The answer should be each line of the records that contains the word "instance"; please copy them all.

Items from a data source
------------------------------------

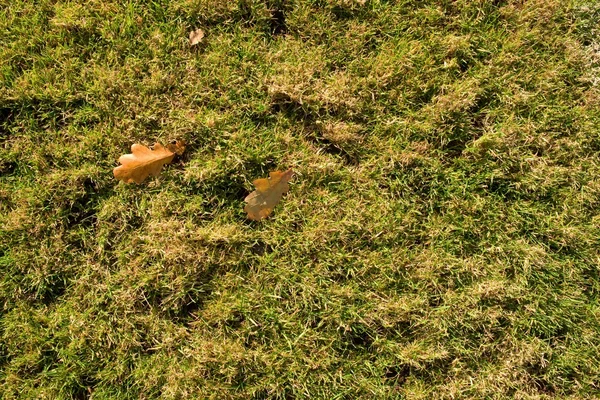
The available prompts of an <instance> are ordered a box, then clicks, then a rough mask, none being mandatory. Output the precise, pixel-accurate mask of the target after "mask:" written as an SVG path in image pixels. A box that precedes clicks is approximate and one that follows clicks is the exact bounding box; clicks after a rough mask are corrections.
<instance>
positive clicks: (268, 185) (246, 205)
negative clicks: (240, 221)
mask: <svg viewBox="0 0 600 400" xmlns="http://www.w3.org/2000/svg"><path fill="white" fill-rule="evenodd" d="M269 176H270V178H261V179H256V180H255V181H254V182H252V183H254V186H256V190H255V191H254V192H252V193H250V194H249V195H248V196H246V198H245V199H244V201H245V202H246V203H248V204H246V207H244V211H246V212H247V213H248V218H250V219H252V220H254V221H259V220H261V219H263V218H266V217H268V216H269V214H271V211H273V208H275V206H276V205H277V203H279V200H281V196H282V195H283V194H284V193H286V192H287V191H288V190H289V189H290V186H289V185H288V182H289V181H290V179H292V176H294V171H292V170H291V169H288V170H287V171H285V172H281V171H274V172H270V173H269Z"/></svg>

------------------------------------

Exercise answer:
The available prompts of an <instance> are ordered a box, then clicks, then a rough mask, none being mandatory. Output the precise, pixel-accurate mask of the target after "mask:" written as an SVG path in image pixels. A box that precedes clicks is approximate and one that follows clicks is the exact bounding box; clicks after a rough mask are corrections.
<instance>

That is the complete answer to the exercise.